= AIM OF THE TASK =
Which lines below contain the word "railing"? Copy each one.

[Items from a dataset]
★ ★ ★ ★ ★
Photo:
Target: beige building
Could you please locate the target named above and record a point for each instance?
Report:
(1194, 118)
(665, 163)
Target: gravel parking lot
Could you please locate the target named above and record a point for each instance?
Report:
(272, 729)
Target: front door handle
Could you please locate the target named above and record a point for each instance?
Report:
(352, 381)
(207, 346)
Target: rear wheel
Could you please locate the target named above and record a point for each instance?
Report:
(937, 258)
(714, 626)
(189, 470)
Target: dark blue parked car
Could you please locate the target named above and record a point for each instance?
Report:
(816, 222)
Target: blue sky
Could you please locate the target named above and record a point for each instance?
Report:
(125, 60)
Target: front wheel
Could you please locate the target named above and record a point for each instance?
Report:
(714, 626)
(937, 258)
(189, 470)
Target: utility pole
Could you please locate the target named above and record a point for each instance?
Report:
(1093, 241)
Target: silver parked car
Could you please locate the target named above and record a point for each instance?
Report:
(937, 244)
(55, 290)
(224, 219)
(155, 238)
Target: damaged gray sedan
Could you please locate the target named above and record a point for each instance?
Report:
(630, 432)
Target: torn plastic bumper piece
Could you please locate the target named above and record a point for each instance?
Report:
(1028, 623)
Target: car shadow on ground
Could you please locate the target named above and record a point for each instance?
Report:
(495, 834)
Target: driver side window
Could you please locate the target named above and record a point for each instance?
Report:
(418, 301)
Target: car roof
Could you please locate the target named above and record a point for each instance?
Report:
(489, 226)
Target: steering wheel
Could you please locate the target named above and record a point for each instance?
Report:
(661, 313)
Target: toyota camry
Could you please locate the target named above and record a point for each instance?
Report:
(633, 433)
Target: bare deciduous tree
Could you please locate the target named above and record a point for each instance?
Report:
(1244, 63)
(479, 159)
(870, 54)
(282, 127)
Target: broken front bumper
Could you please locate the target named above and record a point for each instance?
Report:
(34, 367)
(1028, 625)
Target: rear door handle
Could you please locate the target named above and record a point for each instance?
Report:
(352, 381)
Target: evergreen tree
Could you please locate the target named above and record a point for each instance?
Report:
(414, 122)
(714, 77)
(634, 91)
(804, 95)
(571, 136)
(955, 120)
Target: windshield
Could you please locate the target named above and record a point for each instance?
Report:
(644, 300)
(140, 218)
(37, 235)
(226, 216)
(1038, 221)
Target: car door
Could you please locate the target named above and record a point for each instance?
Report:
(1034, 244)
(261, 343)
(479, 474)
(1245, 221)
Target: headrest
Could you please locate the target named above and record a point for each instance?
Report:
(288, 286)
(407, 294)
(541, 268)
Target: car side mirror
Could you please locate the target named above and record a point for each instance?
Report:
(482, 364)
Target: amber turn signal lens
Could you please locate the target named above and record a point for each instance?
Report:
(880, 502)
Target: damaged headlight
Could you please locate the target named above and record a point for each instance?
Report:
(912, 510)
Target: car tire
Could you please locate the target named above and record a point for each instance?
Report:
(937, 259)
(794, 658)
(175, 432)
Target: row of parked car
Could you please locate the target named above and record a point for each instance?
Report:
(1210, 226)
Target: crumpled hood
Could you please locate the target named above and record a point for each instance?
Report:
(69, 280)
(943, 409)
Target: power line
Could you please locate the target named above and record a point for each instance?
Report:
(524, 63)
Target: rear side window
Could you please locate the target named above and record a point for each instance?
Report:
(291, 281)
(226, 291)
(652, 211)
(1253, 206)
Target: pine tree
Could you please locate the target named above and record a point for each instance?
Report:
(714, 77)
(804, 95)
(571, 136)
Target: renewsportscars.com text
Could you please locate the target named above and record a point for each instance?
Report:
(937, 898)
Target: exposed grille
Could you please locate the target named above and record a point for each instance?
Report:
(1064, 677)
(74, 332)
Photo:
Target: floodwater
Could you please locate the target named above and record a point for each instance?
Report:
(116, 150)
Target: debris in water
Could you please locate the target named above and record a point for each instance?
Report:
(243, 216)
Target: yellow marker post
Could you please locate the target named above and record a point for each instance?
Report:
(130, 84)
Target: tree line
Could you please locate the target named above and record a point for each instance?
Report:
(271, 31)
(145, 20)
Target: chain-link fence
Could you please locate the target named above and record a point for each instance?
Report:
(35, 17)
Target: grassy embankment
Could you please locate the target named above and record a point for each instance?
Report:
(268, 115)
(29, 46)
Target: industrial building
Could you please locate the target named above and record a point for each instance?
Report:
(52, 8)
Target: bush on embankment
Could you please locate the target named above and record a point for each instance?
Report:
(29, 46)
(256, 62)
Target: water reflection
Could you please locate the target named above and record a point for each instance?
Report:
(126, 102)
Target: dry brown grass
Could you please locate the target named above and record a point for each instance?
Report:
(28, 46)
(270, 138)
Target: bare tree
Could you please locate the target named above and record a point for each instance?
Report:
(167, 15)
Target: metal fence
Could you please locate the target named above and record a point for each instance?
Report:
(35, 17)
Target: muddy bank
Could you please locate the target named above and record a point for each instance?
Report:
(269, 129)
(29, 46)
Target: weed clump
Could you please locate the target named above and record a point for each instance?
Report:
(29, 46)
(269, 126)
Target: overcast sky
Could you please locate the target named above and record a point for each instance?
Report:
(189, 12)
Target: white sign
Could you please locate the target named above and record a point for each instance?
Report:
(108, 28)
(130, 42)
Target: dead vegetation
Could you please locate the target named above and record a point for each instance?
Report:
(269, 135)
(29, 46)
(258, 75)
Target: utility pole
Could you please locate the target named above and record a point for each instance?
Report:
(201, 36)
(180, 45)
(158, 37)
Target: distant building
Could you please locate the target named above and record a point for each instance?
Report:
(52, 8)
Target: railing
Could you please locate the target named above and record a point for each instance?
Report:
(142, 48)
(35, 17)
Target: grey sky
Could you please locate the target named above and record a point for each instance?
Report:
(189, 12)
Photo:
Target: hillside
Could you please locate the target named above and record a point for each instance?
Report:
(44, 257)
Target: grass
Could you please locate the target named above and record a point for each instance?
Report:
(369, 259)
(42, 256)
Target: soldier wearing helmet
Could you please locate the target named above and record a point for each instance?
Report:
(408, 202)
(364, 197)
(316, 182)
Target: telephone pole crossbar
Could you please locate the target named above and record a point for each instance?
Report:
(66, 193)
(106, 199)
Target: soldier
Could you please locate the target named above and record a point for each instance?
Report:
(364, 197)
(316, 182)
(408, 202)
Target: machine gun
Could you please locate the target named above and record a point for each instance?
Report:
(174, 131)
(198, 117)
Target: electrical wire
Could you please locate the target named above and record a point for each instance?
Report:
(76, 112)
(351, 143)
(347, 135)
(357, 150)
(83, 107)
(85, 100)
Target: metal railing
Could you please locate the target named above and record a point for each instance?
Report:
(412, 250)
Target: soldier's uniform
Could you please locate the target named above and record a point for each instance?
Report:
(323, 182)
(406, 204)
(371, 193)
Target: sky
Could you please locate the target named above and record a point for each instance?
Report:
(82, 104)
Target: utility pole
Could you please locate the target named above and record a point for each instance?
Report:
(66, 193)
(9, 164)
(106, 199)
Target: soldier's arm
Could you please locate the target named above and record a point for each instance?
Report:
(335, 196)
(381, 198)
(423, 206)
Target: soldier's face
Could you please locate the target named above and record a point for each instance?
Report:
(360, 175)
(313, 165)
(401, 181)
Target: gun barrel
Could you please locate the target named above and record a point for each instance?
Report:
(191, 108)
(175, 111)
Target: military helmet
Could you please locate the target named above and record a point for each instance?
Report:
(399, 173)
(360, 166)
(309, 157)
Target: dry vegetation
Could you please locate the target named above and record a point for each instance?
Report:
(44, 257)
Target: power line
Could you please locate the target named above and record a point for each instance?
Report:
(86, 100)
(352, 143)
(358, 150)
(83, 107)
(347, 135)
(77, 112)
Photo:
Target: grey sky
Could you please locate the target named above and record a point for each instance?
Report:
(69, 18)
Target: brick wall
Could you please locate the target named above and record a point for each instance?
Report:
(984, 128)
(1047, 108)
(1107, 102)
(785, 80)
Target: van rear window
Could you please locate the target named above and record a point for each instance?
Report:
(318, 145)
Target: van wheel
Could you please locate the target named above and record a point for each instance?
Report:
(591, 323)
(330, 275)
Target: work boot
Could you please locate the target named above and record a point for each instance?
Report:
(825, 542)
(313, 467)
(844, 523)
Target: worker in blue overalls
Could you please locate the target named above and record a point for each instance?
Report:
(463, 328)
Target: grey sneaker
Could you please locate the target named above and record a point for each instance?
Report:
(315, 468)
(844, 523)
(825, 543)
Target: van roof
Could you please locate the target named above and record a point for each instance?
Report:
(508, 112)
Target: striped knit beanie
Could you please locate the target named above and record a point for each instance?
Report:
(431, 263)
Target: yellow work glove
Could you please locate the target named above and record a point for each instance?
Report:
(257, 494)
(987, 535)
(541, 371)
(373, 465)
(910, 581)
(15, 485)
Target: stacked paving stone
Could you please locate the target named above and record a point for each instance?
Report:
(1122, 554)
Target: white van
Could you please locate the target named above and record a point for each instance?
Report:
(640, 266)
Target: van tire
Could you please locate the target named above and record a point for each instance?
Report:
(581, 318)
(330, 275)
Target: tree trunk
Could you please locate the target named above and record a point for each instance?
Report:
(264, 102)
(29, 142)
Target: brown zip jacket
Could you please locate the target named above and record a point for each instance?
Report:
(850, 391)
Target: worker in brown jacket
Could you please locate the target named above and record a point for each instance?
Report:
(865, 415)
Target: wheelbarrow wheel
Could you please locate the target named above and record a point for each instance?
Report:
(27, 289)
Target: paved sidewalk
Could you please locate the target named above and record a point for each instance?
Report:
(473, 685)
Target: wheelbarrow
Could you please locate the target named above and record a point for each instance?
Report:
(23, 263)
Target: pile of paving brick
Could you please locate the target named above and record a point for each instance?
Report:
★ ★ ★ ★ ★
= TASK ANSWER =
Target: railing
Target: metal railing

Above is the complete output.